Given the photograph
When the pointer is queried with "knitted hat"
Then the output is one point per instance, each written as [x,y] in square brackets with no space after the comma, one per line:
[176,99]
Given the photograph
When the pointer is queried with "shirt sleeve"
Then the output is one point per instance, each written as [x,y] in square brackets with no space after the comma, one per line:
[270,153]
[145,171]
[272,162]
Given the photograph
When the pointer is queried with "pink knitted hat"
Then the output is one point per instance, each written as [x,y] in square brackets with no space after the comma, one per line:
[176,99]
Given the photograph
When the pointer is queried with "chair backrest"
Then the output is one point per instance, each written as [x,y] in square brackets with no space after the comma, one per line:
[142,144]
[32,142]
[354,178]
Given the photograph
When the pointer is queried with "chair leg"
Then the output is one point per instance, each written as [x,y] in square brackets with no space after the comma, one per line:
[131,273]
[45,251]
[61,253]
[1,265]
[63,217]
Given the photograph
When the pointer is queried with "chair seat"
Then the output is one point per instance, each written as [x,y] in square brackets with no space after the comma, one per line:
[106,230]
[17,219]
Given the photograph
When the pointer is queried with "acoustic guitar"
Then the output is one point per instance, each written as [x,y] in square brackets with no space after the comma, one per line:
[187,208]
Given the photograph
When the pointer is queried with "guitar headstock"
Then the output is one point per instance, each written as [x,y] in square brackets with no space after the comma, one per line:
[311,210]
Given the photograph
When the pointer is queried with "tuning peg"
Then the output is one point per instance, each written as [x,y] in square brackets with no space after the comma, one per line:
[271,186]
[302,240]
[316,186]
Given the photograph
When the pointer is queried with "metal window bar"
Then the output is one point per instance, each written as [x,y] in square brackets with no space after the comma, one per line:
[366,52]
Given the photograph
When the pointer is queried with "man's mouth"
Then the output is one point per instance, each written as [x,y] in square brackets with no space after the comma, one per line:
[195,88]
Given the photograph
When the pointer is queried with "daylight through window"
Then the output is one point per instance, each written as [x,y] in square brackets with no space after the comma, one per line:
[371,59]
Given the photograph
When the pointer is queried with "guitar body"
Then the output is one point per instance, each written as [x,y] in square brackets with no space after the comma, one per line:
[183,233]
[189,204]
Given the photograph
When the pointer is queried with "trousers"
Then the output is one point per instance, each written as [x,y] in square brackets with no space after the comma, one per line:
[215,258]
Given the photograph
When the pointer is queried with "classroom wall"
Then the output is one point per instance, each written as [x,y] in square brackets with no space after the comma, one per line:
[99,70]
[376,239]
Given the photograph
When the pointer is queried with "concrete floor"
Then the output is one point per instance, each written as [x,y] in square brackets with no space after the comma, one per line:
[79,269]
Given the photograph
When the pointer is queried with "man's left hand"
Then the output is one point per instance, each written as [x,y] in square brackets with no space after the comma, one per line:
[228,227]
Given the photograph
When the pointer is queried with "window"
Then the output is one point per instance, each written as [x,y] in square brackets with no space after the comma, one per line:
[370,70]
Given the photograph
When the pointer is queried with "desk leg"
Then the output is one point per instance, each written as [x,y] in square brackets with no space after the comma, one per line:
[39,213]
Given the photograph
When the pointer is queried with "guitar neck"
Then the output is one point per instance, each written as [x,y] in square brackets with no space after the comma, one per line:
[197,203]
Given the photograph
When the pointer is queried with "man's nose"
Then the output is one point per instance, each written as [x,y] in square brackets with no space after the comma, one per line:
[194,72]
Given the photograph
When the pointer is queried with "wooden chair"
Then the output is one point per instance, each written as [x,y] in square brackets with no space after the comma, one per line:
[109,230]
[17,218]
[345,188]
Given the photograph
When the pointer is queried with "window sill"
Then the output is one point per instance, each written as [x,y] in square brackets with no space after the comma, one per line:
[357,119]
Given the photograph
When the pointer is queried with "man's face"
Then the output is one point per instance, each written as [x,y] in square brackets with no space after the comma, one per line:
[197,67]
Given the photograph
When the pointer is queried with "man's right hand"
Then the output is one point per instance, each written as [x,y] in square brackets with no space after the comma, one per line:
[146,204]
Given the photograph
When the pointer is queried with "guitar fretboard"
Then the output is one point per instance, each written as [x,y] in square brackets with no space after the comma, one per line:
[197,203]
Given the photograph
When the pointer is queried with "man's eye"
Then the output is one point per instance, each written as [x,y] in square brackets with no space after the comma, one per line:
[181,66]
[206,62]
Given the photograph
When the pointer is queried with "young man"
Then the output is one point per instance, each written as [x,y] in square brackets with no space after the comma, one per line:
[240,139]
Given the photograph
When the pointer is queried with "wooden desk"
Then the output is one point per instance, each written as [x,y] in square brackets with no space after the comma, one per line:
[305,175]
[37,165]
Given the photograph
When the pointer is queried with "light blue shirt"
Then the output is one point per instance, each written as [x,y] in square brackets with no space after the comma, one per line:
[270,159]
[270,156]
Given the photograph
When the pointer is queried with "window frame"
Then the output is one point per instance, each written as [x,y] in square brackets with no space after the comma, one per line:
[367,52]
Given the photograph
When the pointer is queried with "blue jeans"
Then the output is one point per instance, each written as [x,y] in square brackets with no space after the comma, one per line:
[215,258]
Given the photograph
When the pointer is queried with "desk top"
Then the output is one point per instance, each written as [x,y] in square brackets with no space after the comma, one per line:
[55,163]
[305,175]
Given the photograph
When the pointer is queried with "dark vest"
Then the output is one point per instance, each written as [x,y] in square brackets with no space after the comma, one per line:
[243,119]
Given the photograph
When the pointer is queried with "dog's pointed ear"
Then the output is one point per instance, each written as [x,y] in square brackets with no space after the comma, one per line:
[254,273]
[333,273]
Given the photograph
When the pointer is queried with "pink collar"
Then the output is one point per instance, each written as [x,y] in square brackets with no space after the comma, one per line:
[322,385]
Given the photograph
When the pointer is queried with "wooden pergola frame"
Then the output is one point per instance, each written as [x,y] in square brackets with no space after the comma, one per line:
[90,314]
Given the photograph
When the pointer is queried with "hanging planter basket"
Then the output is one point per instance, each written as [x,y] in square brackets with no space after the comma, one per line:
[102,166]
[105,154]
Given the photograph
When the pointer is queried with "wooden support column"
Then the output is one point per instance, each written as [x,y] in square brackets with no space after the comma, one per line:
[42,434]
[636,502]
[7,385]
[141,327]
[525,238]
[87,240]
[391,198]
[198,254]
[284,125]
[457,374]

+--

_Problem to work on_:
What do the records say? Quote them all exactly.

_Response to this task_:
Given the photograph
When the pointer is queried with "knitted hat"
Then the output is one point per instance, each written as [x,y] in square brackets with no space after the comma, one per line:
[176,99]
Given the photograph
When the pointer is queried with "shirt sleeve"
Then the output is one point per instance, each written as [x,y] in square brackets with no space after the comma, one per line:
[270,153]
[145,171]
[272,162]
Given the photograph
When the pointer is queried with "pink knitted hat"
Then the output is one point per instance, each written as [x,y] in square brackets with no space after the comma, one per line:
[176,99]
Given the photograph
When the pointer is queried with "chair backrest"
Then the output is one point per instance, each written as [x,y] in square brackets with no space after the comma, one per line:
[142,144]
[32,142]
[354,178]
Given the photograph
When the pointer is queried with "chair leg"
Then the output is one point per instance, each written as [x,y] in square brackets with no space after the comma, one per line:
[131,273]
[45,251]
[61,253]
[1,265]
[63,217]
Given the photograph
When the pointer is queried with "chair seat"
Then the output is one point per instance, each written as [x,y] in square brackets with no space after the comma, one per line:
[106,230]
[17,219]
Given the photograph
When the pointer is queried with "acoustic guitar"
Then the output is one point per instance, each written as [x,y] in square brackets with no space after the comma, one per line:
[187,208]
Given the photograph
When the pointer is queried with "guitar headstock"
Then the output is one point per instance, each written as [x,y] in square brackets with no space after the comma, one per line:
[311,210]
Given the photograph
When the pointer is queried with "tuning peg"
Then the output is one point per instance, each written as [x,y] in square brackets with no space after the comma, one per line:
[271,186]
[302,240]
[316,186]
Given the photograph
When the pointer is queried with "metal window bar"
Then the output is one point per instance, each written as [x,y] in square brackets with no space after the comma, one per line:
[366,52]
Given the photograph
When the pointer is queried with "man's mouth"
Then the output is one point per instance, each written as [x,y] in square brackets with no space after the comma, one per line:
[195,88]
Given the photograph
When the pointer is queried with "daylight through window"
Then the output is one point per instance, each written as [x,y] in square brackets with no space after the comma, one per line:
[371,59]
Given the photograph
When the pointer is queried with "guitar body"
Then the output is one point per instance, each written as [x,y] in square brackets with no space after the comma, one per line:
[183,233]
[189,204]
Given the photograph
When the pointer is queried with "trousers"
Then the output is one point per instance, each written as [x,y] in square brackets with no space after the comma, one per line:
[215,258]
Given the photograph
When the pointer is queried with "classroom wall"
Then the output is one point per instance, each written as [x,y] in square brackets with no space after the comma, one per line:
[99,70]
[376,239]
Given the photograph
When the pointer is queried with "concrete floor"
Then the output is one point per instance, each written as [x,y] in square brackets with no space after the comma, one per line:
[79,269]
Given the photograph
When the pointer is queried with "man's left hand"
Then the output is one point per instance, each written as [x,y] in square brackets with no space after the comma, one per line:
[228,227]
Given the photograph
When the pointer is queried with "window"
Then the output is one point per instance, each written as [x,y] in square brackets with no space after the comma, one per line:
[370,70]
Given the photograph
When the pointer is queried with "desk leg"
Then the output is one point per instance, each written as [x,y] in square brackets with no space after the comma, one per line:
[39,213]
Given the photograph
When the pointer is queried with "guitar neck"
Then the output is one point per instance, each written as [x,y] in square brackets with no space after the comma, one per line:
[197,203]
Given the photograph
When the pointer is queried with "man's nose"
Then the output is one point per instance, each written as [x,y] in square brackets with no space after the comma, one per line:
[194,72]
Given the photograph
When the pointer is queried with "wooden chair"
Then the output is one point per instance, each written as [x,y] in square brackets with no space after the comma, one per line:
[109,230]
[17,218]
[345,188]
Given the photograph
When the pointer is queried with "window sill"
Then the output is one point per instance, each written as [x,y] in square brackets with no space after the comma, one per line:
[357,119]
Given the photograph
When the pointer is queried with "man's face"
Then the output is one point per instance, each written as [x,y] in square brackets with no space after the comma, one per line:
[197,67]
Given the photograph
When the pointer is queried with "man's right hand"
Then the output is one point per instance, each written as [x,y] in square brackets with no space after the comma, one per line:
[146,204]
Given the photograph
When the pointer is queried with "guitar fretboard"
Then the output is one point per instance, each written as [x,y] in square brackets with no space after the comma, one per line:
[197,203]
Given the photograph
When the pointer is queried with "man's eye"
Then the output is one point per instance, each written as [x,y] in square brackets with no space after the comma, one per line:
[181,66]
[206,62]
Given the photograph
When the pointer is queried with "young man"
Then the output is one point per instance, each written as [x,y] in square brackets with no space after the comma, one per line:
[240,139]
Given the photograph
When the pointer is queried with "wooden desk"
Then the output is one point per instance, each written as [x,y] in square brackets with no space after the comma, one per line:
[305,175]
[37,165]
Given the photograph
When the pointer is queried with "light blue shirt"
Then the output is one point per instance, each written as [x,y] in square brackets with no space after the comma, one per line:
[270,159]
[270,156]
Given the photograph
When the pointer is queried with "window frame"
Then the output is one point per instance, each written as [x,y] in square brackets with no space after the comma, one per line:
[367,52]
Given the photograph
When the pointer is queried with "blue jeans"
Then the output is one point per instance, each written as [x,y] in square brackets with no space after the comma, one per line:
[215,258]
Given the photograph
When the pointer is queried with "desk top"
Then the output is one point per instance, each written as [x,y] in square brackets with no space after the comma, one per line:
[55,163]
[305,175]
Given the photograph
When the pointer is queried with "dark vest"
Then the output is one point per instance, each written as [x,y] in square brackets with no space after the comma, one per line:
[243,119]
Given the photograph
When the pointer is queried with "dog's pointed ear"
Then the output is one point per instance, each written as [x,y] in square brackets with no space after the comma, one per line:
[254,273]
[333,273]
Given the photograph
When the pointer is queried with "pink collar"
Then the output is one point per instance, each written as [x,y] in square brackets with no space after the comma, one per line:
[322,385]
Given the photograph
When the pointer is queried with "wooden pergola frame"
Then the output is one point per instance, each written as [x,y] in square brackets with no space after the comma, one per line:
[90,314]
Given the photograph
When the pointer is queried with "hanging planter basket"
Then the output is one point per instance, each written as [x,y] in square brackets with no space after the comma, one per line:
[102,166]
[105,154]
Given the photograph
When the pointer is queried with "wooden support column"
Then the output is one point per instance, each written as [x,y] in square brackets with no space after the comma, one per line:
[42,434]
[636,502]
[7,385]
[141,327]
[525,238]
[87,240]
[391,198]
[198,254]
[284,125]
[457,374]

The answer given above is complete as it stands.